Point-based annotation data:

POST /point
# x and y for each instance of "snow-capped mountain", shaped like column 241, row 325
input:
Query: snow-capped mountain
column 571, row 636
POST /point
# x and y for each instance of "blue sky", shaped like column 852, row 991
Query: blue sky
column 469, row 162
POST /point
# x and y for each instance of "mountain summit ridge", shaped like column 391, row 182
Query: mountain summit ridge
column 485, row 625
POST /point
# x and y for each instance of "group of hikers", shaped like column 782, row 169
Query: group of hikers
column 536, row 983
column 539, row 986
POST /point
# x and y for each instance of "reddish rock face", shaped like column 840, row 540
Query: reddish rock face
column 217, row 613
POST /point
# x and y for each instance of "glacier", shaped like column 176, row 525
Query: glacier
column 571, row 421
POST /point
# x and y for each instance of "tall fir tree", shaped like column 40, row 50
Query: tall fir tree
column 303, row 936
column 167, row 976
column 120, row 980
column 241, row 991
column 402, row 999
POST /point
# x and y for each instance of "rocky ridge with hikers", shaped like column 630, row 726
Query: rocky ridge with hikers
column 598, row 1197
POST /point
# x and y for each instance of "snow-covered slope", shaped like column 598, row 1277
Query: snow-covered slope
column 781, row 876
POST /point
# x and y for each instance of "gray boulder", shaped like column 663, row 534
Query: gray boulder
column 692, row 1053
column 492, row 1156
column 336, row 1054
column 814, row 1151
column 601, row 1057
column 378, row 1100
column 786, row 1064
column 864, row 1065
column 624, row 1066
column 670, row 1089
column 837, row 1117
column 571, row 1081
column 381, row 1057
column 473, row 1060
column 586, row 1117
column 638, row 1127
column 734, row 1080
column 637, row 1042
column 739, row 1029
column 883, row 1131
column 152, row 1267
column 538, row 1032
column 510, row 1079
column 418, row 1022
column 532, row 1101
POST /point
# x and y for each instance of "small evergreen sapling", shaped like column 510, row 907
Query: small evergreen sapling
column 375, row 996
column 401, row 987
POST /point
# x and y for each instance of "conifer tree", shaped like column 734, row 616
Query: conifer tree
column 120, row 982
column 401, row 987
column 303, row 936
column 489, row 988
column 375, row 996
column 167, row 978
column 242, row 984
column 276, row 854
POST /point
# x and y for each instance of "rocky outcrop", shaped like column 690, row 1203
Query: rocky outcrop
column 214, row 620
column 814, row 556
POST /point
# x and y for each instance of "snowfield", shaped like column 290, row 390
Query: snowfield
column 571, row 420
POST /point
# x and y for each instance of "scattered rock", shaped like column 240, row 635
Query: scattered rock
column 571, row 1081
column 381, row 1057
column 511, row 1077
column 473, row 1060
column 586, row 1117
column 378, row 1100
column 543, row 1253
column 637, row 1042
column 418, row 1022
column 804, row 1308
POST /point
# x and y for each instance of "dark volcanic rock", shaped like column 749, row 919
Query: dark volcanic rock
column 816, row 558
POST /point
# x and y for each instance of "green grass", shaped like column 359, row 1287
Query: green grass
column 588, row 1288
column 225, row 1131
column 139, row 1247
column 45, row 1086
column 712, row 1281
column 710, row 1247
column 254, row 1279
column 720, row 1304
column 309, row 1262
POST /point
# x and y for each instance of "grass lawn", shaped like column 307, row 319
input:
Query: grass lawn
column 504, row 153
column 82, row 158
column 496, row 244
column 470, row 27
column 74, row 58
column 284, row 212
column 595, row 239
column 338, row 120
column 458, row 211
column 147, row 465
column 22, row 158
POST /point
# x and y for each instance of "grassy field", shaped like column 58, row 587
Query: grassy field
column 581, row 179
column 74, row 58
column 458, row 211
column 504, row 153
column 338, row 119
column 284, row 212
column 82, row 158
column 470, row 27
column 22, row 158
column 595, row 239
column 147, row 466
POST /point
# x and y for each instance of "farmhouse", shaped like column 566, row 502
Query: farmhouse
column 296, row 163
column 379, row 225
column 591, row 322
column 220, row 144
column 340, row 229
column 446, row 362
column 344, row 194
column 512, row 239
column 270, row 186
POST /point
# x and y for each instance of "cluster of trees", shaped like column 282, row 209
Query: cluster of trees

## WHAT YOU SHOULD DO
Give every line from the start of the rows through the line containing "column 485, row 625", inclusive, as a JSON list of strings with one string per line, leaving out any blank lines.

## COMPLETE ANSWER
[
  "POST /point",
  "# x and y for each instance of \"snow-capped mountain\", shaped like column 241, row 325",
  "input:",
  "Query: snow-capped mountain",
  "column 571, row 636",
  "POST /point",
  "# x and y for each instance of \"blue sky\", shaped like column 852, row 991",
  "Query: blue sky",
  "column 469, row 162",
  "POST /point",
  "# x and y for each instance of \"mountain summit ridge\", shaped like column 391, row 182",
  "Query: mountain summit ridge",
  "column 485, row 625"
]